Your task: Copy the rows below word for word, from the first one through the line containing "(1151, 586)", and include both of those lines.

Records for this task:
■ ■ ■ ■ ■ ■ ■

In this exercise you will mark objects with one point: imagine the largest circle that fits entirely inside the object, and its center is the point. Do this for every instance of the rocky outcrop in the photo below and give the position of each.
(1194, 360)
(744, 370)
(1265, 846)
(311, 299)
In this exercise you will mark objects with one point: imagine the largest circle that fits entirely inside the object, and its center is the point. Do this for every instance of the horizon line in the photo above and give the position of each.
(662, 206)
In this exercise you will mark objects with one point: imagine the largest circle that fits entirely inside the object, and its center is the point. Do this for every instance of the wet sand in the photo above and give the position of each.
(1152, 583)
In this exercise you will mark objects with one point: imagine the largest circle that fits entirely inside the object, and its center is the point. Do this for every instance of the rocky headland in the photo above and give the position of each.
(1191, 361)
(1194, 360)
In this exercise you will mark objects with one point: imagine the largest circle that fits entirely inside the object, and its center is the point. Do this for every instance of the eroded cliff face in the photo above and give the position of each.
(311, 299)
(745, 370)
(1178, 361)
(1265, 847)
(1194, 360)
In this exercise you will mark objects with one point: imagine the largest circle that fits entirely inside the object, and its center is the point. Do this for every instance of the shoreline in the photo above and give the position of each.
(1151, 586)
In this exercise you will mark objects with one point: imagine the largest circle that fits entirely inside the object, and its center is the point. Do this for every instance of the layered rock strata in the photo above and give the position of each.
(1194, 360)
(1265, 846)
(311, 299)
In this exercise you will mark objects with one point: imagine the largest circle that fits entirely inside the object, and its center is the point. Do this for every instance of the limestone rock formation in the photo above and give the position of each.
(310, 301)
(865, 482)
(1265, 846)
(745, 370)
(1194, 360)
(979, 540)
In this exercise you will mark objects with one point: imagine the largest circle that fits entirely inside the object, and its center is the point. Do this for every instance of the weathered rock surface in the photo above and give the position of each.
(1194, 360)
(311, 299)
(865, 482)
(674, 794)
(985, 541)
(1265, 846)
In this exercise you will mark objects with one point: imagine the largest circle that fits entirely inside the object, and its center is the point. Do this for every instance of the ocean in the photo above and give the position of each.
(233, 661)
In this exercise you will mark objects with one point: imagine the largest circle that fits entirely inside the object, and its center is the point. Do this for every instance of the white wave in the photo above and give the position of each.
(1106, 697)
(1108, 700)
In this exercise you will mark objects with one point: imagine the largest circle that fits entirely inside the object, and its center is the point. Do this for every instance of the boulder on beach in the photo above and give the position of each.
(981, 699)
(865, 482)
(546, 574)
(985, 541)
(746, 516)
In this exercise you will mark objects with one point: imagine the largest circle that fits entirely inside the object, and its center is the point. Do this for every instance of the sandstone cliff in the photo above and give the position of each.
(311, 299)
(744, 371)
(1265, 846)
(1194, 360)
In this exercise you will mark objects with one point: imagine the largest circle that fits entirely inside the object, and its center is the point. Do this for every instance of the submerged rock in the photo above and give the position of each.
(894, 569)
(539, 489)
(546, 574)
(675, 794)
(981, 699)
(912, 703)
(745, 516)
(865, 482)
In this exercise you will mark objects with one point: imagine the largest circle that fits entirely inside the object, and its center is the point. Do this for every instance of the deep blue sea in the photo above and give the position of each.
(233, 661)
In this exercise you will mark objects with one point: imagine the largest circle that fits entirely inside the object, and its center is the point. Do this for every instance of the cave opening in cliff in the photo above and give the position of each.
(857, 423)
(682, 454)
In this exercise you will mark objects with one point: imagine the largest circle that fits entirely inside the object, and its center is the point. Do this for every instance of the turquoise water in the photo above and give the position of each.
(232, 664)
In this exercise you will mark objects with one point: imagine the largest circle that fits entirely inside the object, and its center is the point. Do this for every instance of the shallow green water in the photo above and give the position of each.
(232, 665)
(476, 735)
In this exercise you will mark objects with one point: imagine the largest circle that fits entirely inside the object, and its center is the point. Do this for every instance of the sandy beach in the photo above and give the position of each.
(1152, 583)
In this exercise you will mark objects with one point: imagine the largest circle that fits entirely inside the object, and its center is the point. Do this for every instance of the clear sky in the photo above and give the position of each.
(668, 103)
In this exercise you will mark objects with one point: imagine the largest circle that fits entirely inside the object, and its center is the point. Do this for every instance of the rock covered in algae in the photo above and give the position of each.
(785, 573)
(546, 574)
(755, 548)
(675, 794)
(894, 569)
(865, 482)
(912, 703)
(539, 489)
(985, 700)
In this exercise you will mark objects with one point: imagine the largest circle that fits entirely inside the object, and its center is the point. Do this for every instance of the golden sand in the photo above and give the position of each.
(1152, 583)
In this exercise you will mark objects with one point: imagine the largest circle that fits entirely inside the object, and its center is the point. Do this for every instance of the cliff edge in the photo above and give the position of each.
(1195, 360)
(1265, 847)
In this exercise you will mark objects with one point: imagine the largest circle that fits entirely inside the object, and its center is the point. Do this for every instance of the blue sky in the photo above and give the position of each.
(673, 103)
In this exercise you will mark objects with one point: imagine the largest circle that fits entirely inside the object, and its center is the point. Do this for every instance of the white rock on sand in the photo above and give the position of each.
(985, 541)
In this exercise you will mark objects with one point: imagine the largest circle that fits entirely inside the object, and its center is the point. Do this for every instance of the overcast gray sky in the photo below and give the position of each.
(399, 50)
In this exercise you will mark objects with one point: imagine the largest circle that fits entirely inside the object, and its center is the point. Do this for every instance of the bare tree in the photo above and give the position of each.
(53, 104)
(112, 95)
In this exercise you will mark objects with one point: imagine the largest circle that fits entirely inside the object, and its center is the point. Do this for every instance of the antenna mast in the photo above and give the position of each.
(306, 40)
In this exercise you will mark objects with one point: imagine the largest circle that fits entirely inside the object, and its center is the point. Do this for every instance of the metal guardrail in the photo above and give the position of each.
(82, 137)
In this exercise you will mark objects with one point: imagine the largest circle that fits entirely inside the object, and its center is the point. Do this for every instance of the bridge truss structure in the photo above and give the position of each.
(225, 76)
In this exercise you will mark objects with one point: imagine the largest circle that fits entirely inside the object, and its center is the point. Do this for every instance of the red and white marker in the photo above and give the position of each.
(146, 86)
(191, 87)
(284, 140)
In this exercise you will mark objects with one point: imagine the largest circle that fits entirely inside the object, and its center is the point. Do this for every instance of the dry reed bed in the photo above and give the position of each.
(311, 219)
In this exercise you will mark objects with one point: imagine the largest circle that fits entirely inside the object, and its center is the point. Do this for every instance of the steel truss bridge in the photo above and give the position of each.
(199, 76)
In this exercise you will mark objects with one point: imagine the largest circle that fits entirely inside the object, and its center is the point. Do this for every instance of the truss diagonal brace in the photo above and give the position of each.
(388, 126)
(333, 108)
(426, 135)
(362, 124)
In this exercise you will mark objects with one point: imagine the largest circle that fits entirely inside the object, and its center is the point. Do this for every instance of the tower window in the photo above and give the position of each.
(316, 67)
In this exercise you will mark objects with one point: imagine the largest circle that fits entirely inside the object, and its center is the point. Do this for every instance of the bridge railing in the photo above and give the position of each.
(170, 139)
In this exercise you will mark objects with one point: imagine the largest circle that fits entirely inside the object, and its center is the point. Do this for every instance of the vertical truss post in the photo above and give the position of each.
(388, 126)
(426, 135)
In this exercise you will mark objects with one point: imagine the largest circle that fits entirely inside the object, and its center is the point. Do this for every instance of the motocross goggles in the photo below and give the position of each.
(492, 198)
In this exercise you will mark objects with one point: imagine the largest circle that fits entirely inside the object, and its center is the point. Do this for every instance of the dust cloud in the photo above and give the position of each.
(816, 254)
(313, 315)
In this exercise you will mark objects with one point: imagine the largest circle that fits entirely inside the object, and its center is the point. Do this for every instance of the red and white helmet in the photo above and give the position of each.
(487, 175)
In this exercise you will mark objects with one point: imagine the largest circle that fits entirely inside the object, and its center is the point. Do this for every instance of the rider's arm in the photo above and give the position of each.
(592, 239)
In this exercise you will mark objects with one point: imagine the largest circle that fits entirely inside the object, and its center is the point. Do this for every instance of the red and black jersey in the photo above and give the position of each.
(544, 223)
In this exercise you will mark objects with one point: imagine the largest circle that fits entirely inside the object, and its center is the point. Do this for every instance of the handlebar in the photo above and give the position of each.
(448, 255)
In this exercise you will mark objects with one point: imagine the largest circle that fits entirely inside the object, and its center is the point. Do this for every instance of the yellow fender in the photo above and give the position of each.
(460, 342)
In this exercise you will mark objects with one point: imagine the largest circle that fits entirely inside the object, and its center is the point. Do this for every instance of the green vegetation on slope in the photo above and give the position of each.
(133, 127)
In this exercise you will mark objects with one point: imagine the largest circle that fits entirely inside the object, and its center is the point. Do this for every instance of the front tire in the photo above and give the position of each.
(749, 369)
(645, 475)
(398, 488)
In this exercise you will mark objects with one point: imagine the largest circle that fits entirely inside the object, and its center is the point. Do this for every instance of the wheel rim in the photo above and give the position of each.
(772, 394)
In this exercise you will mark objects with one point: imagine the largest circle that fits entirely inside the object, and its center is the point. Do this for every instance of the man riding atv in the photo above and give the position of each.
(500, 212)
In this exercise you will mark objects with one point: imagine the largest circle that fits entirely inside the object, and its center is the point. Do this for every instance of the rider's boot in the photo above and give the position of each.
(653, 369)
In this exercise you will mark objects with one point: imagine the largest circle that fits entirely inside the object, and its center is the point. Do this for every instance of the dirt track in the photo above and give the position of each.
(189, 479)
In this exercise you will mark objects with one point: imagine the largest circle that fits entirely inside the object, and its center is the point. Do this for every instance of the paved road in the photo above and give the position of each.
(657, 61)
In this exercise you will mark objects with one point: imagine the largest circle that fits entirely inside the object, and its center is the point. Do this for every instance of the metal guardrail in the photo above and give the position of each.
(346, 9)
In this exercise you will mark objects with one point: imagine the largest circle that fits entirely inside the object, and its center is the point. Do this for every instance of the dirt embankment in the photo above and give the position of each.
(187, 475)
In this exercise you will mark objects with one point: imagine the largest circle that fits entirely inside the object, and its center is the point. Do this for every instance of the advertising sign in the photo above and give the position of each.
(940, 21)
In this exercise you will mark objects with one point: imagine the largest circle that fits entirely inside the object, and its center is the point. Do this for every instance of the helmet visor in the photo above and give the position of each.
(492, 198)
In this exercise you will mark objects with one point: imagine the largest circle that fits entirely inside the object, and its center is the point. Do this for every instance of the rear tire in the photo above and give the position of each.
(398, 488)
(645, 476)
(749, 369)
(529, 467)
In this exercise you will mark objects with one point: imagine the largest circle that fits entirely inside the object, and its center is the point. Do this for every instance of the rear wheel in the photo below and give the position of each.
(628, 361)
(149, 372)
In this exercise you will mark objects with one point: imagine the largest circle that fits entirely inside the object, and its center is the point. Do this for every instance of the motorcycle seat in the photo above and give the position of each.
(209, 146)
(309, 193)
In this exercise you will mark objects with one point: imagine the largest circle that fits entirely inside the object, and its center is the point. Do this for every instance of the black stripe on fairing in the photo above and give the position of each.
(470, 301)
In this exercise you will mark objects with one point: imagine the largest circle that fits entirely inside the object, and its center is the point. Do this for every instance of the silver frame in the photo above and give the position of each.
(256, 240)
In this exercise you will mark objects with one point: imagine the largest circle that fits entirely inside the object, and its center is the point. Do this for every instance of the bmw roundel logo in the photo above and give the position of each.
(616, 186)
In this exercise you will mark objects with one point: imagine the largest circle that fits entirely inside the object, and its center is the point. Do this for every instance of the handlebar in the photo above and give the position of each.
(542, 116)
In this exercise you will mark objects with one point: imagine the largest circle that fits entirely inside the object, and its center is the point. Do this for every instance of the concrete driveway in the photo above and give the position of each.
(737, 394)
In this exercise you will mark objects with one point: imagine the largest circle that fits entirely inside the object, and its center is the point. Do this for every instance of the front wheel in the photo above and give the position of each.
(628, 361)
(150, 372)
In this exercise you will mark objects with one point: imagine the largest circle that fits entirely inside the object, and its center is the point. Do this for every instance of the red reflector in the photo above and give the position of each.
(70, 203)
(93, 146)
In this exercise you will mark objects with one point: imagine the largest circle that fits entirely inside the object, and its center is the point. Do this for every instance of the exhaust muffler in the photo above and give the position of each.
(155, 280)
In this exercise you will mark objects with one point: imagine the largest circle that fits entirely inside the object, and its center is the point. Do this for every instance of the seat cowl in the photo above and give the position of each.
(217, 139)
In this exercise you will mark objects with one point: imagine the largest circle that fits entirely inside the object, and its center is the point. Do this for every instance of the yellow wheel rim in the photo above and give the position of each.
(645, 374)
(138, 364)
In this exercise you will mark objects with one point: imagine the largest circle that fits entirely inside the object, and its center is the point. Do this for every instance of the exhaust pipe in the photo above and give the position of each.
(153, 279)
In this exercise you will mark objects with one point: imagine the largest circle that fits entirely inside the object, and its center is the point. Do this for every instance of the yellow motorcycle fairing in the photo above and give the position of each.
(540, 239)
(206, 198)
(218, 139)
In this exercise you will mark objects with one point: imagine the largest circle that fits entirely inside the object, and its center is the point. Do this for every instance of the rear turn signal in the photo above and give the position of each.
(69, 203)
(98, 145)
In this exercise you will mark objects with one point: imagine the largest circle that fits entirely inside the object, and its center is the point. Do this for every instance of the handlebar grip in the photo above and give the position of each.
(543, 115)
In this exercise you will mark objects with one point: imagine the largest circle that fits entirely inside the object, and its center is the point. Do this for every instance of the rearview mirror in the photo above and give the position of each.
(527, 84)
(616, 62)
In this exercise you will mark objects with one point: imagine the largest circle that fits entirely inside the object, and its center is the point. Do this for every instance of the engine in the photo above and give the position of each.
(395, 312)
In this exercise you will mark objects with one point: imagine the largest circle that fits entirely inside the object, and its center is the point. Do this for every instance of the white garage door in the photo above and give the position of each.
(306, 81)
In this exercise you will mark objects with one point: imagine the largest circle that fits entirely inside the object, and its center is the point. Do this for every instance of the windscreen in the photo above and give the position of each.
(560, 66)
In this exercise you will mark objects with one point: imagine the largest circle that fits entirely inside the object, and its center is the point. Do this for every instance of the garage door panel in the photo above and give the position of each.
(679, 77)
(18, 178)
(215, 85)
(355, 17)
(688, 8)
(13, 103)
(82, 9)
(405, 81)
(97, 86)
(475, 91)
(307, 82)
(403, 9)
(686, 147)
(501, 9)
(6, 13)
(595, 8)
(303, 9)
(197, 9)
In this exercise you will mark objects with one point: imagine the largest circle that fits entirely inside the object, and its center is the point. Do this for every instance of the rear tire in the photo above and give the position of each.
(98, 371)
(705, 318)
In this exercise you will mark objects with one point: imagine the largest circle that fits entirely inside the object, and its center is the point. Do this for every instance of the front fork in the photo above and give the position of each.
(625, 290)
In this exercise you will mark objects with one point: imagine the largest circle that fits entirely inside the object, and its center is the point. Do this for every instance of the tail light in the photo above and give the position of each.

■ ■ ■ ■ ■ ■ ■

Solution to this problem:
In this exercise you will mark objects with one point: imagine the largest circle that fits entirely inside the object, and its center is the point. Do this for every instance of the rocky outcrop in the photo below and give the position of each.
(1194, 360)
(744, 370)
(1265, 846)
(311, 299)
In this exercise you will mark objects with one point: imagine the largest circle that fits entirely inside the object, and its center is the point. Do this for every instance of the horizon line in the photo above and give the position of each.
(662, 206)
In this exercise you will mark objects with one point: imagine the largest circle that fits entirely inside the object, and its center is the point. Do this for every instance of the wet sand in the photo above and give the position of each.
(1152, 583)
In this exercise you will mark objects with one point: imagine the largest circle that fits entirely inside the object, and its center is the point. Do this for every instance of the rocky headland in the photo above and give the position of each.
(1191, 361)
(1194, 360)
In this exercise you will mark objects with one point: imagine the largest circle that fits entirely inside the object, and its center is the point. Do this for every instance of the eroded cliff face in the photo above and give the position of each.
(311, 299)
(745, 370)
(1178, 361)
(1265, 847)
(1194, 360)
In this exercise you will mark objects with one point: imagine the largest circle that fits entirely inside the object, and its center is the point. Do this for every instance of the shoreline in the photo above and give the position of each.
(1151, 586)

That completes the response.